- **Exercise**: Rewrite everything from the start of the data down to the line containing "[[43,302],[0,303],[0,346],[232,350],[233,314]]", replacing "top-left corner" with "upper-left corner" and changing nothing else. Leave out the pictures.

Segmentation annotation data
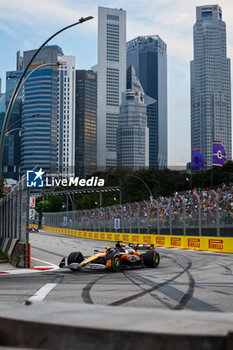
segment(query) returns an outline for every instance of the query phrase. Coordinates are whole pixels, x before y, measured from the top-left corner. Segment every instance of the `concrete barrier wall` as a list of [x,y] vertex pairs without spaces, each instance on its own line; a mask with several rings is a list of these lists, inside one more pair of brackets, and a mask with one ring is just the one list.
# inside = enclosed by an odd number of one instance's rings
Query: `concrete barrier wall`
[[43,302],[0,303],[0,346],[232,350],[233,314]]
[[27,268],[31,265],[30,244],[20,242],[17,238],[1,238],[0,251],[15,267]]
[[36,230],[38,230],[39,225],[29,224],[29,228],[35,228]]
[[75,237],[99,239],[104,241],[122,241],[130,243],[153,243],[158,247],[194,249],[200,251],[213,251],[218,253],[233,253],[233,238],[193,237],[148,235],[114,232],[78,231],[67,228],[42,226],[45,231],[66,234]]

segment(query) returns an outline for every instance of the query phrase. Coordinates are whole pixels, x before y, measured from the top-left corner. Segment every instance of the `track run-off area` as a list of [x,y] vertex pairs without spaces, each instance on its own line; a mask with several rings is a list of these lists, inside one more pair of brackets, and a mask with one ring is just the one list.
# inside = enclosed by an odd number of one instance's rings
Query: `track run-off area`
[[[59,269],[63,256],[113,242],[40,231],[30,233],[32,266],[0,275],[2,302],[57,301],[125,307],[233,312],[233,255],[157,248],[160,265],[121,272]],[[43,271],[44,267],[52,268]],[[0,266],[1,270],[1,266]],[[42,271],[41,271],[42,270]],[[29,270],[30,272],[31,270]]]

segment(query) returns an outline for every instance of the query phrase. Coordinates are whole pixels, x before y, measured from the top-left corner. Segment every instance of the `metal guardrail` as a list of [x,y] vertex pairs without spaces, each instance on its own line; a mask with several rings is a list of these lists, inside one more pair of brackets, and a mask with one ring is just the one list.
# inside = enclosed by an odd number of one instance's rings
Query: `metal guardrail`
[[26,177],[0,199],[0,237],[18,238],[28,243],[29,189]]
[[[115,220],[120,219],[116,228]],[[233,237],[233,188],[187,191],[158,200],[44,213],[42,225],[84,231]]]

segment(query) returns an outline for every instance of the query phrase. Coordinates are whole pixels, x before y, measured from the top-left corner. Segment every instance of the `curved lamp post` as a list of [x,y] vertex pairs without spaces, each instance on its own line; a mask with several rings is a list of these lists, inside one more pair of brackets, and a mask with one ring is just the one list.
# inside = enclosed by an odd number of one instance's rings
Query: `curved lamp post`
[[145,183],[145,181],[143,179],[141,179],[139,176],[136,176],[136,175],[127,174],[127,176],[135,177],[136,179],[140,180],[146,186],[146,188],[147,188],[147,190],[148,190],[148,192],[150,194],[150,201],[152,203],[153,202],[153,195],[152,195],[152,192],[149,189],[148,185]]
[[[23,81],[23,78],[26,74],[26,72],[28,71],[30,65],[32,64],[34,58],[37,56],[37,54],[40,52],[40,50],[51,40],[53,39],[55,36],[57,36],[58,34],[60,34],[61,32],[63,32],[64,30],[66,29],[69,29],[71,27],[74,27],[78,24],[81,24],[83,22],[86,22],[86,21],[89,21],[90,19],[92,19],[93,17],[92,16],[88,16],[86,18],[83,18],[81,17],[79,19],[78,22],[76,23],[73,23],[73,24],[70,24],[69,26],[66,26],[62,29],[60,29],[58,32],[56,32],[55,34],[53,34],[52,36],[50,36],[37,50],[36,52],[34,53],[34,55],[32,56],[32,58],[30,59],[30,61],[28,62],[26,68],[24,69],[15,89],[14,89],[14,92],[11,96],[11,99],[10,99],[10,102],[8,104],[8,107],[7,107],[7,111],[6,111],[6,115],[5,115],[5,118],[4,118],[4,122],[3,122],[3,126],[2,126],[2,133],[1,133],[1,140],[0,140],[0,177],[1,177],[1,173],[2,173],[2,155],[3,155],[3,145],[4,145],[4,139],[5,139],[5,134],[6,134],[6,130],[7,130],[7,125],[8,125],[8,121],[9,121],[9,118],[10,118],[10,114],[11,114],[11,111],[12,111],[12,108],[13,108],[13,105],[14,105],[14,102],[17,98],[17,95],[18,95],[18,92],[20,90],[20,85]],[[41,66],[39,66],[41,67]],[[39,68],[38,68],[39,69]]]

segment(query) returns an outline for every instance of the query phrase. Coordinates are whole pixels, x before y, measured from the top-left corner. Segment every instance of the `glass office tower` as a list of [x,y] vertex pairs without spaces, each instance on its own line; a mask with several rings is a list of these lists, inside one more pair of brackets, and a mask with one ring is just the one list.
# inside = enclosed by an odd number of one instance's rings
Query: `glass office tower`
[[191,147],[200,148],[212,166],[213,141],[231,159],[231,73],[226,54],[226,24],[218,5],[198,6],[191,61]]
[[167,46],[158,35],[127,43],[127,67],[132,65],[145,94],[156,100],[147,107],[149,166],[167,166]]

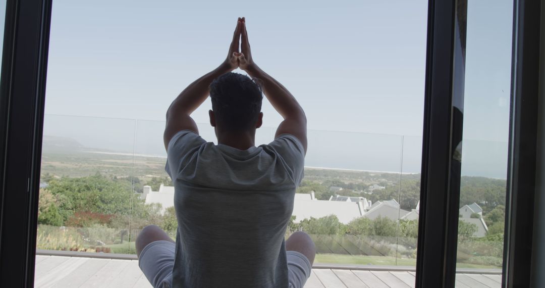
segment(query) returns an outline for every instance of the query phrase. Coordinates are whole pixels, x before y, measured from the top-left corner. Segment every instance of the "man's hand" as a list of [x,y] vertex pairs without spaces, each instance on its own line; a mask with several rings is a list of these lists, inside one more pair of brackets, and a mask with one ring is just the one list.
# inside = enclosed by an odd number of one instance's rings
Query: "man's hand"
[[240,53],[239,53],[239,41],[240,40],[240,33],[243,26],[242,22],[244,21],[243,19],[239,17],[238,20],[237,21],[237,27],[235,28],[235,32],[233,34],[233,41],[231,41],[231,45],[229,47],[229,52],[227,53],[227,58],[225,59],[223,64],[225,67],[228,67],[228,69],[231,71],[233,71],[239,68],[238,57],[240,55]]
[[305,116],[305,111],[286,87],[261,70],[254,63],[252,59],[252,52],[250,50],[246,20],[244,17],[242,18],[241,24],[240,49],[242,51],[238,55],[239,67],[252,78],[261,80],[261,87],[265,96],[269,99],[272,107],[284,118],[284,121],[276,129],[275,137],[282,134],[291,134],[301,141],[303,149],[306,153],[306,116]]
[[250,42],[248,41],[248,31],[246,29],[246,19],[243,17],[241,27],[241,53],[238,53],[239,67],[245,71],[249,74],[255,71],[257,65],[253,63],[252,59],[252,52],[250,49]]

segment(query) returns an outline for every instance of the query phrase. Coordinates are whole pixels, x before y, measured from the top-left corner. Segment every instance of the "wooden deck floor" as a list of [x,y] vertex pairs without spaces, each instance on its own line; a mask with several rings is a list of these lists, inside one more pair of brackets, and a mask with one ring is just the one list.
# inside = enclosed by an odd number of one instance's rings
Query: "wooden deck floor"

- **Problem solution**:
segment(query) returns an outline for every instance of the query phrase. Coordinates are whole pixels, x before y, measured from the upper-left corner. Segment every instance of the `concrete barrier wall` as a list of [x,y] vertex pairs without spaces, each instance on its own line; a mask with several rings is a list of these lists, inside one more pair of brackets, and a mask with one ring is just the one list.
# inside = enclosed by an odd number of one instance's rings
Query: `concrete barrier wall`
[[43,302],[0,303],[0,346],[232,350],[233,314]]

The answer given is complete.